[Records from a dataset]
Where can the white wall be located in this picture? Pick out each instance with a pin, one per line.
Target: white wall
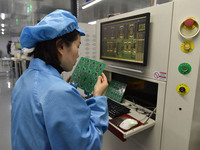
(3, 43)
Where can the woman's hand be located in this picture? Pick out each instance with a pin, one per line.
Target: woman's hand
(68, 79)
(101, 85)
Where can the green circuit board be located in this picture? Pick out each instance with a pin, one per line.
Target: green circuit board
(116, 90)
(86, 73)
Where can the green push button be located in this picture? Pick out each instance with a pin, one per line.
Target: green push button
(184, 68)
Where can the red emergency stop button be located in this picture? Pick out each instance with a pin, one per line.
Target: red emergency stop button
(189, 22)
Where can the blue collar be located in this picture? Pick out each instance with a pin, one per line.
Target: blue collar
(40, 65)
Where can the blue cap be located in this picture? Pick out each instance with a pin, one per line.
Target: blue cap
(55, 24)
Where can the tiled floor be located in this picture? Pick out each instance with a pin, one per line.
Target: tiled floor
(6, 86)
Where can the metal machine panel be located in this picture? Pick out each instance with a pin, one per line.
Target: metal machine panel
(181, 124)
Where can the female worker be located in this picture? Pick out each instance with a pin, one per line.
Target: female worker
(47, 112)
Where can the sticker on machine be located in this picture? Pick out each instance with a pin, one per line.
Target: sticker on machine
(162, 76)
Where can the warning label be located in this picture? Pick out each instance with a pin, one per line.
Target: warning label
(162, 76)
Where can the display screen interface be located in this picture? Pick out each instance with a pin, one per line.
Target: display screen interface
(126, 39)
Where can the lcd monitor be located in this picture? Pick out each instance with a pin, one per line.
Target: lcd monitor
(125, 39)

Work instruction —
Output the full set of records above without changing a word, and drop the images.

Solved problem —
Where can the white wall be located in this picture? Pick out each instance with a pin, one per line.
Target: white wall
(3, 43)
Where can the woman's hand be located in this picture? Pick out each instance with a pin, one per line.
Target: woman's hand
(68, 79)
(101, 85)
Where can the green circuit board be located in this picture? Pick out each instance with a pin, one per line.
Target: green circuit board
(116, 90)
(86, 73)
Where can the green push button be located in this picture? Pick out each instance with a pin, one per line.
Target: green push button
(184, 68)
Where can the red emergency stop button be located in this picture? Pick out each instance with a pin, one per line.
Target: red emergency stop button
(189, 22)
Where can the blue collar be located in this picture? Pick out each instance with a pin, one per line.
Target: blue collar
(40, 65)
Where can the blue cap be located in this picture? Pick out each instance with a pin, one per line.
Target: blue cap
(55, 24)
Where can the tiled floor be located in this picture? Pick out each instance with a pin, one per line.
Target: tiled floor
(6, 86)
Where can the metal machine panel be located in this picture? Pick out each instance with a pin, one per line.
Target: metal machine panel
(181, 124)
Where can the female worker be located in this picture? Pick out each instance with a pin, one per line.
Target: female worker
(47, 112)
Where can the sticker on machine be located in this picture? Pick out each instance with a pin, one per line.
Target: sticker on machine
(162, 76)
Where can the warning label be located in this picture? Pick out each instance with a pin, one per line.
Target: warning label
(162, 76)
Where can the display screen interface be located in this picture? Pick out each instance with a pin, one per line.
Target: display screen interface
(126, 39)
Where can the lcd monitor be located in this picture? Pick out each instance with a pin, one per line.
Target: lcd monitor
(125, 39)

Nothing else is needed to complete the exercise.